## Problem details
From the entries below, return every line that includes the word "chip".

──────── Supplied records

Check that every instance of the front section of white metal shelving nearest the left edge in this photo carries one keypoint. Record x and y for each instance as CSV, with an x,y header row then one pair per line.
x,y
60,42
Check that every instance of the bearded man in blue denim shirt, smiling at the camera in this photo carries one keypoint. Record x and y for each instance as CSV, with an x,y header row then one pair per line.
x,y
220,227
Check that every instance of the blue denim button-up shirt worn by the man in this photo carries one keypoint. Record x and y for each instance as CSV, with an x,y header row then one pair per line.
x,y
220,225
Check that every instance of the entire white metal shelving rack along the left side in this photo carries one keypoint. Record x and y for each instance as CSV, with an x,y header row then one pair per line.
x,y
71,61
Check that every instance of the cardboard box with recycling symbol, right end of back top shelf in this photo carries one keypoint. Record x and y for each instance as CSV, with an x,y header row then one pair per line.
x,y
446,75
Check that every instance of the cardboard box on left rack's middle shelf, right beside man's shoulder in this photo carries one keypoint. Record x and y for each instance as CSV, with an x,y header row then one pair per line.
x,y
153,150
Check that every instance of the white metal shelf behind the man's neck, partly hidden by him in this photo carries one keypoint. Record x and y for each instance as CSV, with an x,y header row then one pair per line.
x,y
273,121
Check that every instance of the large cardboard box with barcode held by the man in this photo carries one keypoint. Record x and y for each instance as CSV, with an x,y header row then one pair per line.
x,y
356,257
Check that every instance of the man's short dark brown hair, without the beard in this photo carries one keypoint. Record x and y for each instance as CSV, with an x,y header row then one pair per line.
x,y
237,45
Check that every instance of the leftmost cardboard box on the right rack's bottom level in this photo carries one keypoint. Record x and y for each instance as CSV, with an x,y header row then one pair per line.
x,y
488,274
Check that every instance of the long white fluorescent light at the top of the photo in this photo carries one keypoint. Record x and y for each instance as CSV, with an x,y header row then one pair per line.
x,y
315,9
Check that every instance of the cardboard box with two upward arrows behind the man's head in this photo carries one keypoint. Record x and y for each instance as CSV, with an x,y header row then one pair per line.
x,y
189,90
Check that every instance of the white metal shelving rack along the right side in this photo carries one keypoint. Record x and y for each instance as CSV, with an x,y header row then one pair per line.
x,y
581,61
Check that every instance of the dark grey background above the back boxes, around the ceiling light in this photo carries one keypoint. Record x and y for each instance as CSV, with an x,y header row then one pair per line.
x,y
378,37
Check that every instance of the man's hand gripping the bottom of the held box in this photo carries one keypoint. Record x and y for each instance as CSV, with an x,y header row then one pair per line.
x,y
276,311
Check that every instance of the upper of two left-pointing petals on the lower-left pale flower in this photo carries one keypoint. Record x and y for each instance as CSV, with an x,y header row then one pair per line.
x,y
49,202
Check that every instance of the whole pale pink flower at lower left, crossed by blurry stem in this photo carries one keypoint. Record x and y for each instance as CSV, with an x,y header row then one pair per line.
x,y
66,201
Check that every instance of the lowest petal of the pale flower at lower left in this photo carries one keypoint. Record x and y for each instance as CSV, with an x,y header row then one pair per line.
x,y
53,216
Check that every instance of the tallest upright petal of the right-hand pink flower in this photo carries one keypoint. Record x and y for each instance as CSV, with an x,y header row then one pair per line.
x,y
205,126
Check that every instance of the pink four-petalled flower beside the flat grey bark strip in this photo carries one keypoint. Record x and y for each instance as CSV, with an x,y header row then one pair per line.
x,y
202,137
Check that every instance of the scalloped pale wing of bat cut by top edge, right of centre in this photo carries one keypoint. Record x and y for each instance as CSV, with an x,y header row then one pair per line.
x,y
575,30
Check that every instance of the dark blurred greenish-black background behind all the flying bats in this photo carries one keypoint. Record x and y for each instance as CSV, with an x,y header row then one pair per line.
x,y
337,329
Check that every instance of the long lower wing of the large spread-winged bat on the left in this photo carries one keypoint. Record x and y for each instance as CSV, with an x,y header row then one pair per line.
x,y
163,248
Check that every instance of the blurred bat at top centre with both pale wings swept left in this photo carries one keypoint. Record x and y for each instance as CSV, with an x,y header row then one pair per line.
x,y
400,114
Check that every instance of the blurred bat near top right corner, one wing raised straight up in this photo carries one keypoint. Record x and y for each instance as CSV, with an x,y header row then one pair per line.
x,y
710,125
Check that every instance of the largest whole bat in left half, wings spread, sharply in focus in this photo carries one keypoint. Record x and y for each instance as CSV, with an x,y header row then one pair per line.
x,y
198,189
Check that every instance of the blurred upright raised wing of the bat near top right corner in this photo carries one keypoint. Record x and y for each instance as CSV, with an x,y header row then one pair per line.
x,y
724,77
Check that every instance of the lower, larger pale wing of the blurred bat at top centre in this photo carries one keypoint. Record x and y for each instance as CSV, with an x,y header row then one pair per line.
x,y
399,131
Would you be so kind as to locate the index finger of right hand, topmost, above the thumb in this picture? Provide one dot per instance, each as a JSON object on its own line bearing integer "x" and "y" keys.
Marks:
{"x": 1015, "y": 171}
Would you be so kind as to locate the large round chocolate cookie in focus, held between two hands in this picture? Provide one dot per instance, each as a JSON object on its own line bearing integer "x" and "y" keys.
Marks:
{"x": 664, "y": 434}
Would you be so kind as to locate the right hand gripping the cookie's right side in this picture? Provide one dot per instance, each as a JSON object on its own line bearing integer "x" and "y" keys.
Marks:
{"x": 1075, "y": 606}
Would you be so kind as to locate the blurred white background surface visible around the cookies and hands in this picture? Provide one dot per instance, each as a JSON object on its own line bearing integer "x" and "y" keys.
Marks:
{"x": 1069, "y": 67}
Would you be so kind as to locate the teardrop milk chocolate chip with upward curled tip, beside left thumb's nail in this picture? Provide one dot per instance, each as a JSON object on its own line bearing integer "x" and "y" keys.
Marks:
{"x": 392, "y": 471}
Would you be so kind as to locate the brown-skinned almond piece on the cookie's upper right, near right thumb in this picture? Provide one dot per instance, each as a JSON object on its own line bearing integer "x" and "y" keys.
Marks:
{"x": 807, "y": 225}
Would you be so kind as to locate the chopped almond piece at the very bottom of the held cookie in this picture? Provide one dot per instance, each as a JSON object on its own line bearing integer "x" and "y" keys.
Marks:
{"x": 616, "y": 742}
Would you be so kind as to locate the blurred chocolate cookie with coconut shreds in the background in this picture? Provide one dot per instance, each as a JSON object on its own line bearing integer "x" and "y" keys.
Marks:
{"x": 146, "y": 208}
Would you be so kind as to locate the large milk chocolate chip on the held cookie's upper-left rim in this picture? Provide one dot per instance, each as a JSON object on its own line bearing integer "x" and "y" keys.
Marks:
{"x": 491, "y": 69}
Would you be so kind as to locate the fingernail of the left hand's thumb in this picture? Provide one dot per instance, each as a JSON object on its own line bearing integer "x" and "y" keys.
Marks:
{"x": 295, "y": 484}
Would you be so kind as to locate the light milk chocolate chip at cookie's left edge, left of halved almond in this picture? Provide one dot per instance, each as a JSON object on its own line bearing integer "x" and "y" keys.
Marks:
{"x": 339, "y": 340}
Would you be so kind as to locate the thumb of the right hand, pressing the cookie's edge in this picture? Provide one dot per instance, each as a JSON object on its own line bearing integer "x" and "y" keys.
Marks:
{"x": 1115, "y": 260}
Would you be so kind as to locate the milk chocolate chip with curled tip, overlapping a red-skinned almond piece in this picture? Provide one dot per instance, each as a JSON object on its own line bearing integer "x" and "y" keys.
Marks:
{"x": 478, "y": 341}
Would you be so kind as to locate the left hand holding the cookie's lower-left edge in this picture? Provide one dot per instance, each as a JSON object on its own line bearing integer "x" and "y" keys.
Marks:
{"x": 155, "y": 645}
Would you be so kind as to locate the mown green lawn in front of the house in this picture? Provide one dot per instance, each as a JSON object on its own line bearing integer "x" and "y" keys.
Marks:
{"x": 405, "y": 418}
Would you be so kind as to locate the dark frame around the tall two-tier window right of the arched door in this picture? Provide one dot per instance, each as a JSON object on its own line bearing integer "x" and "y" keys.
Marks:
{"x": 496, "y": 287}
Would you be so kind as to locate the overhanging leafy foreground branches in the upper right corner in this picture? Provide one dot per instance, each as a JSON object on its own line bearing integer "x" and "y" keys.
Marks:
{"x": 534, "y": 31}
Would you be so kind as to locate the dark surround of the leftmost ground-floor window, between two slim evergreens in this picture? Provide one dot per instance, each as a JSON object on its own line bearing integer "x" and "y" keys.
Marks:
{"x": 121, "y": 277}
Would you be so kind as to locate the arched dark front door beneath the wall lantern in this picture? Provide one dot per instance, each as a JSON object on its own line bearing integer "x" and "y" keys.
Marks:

────────────────

## Written answer
Would you be so kind as to locate the teardrop milk chocolate chip with upward curled tip, beside left thumb's nail in this picture? Provide one dot per instance, each as a JSON object on its own line bearing integer "x" and "y" keys.
Would you be so kind as to locate the large milk chocolate chip on the held cookie's upper-left rim in this picture? Provide one dot per instance, each as a JSON object on its own line bearing integer "x" and "y" keys.
Would you be so kind as to locate the light milk chocolate chip at cookie's left edge, left of halved almond in this picture? Provide one dot per instance, each as a JSON object on its own line bearing integer "x" and "y" keys.
Would you be so kind as to locate the milk chocolate chip with curled tip, overlapping a red-skinned almond piece in this picture? Provide one dot per instance, each as a JSON object on its own line bearing integer "x" and "y" keys.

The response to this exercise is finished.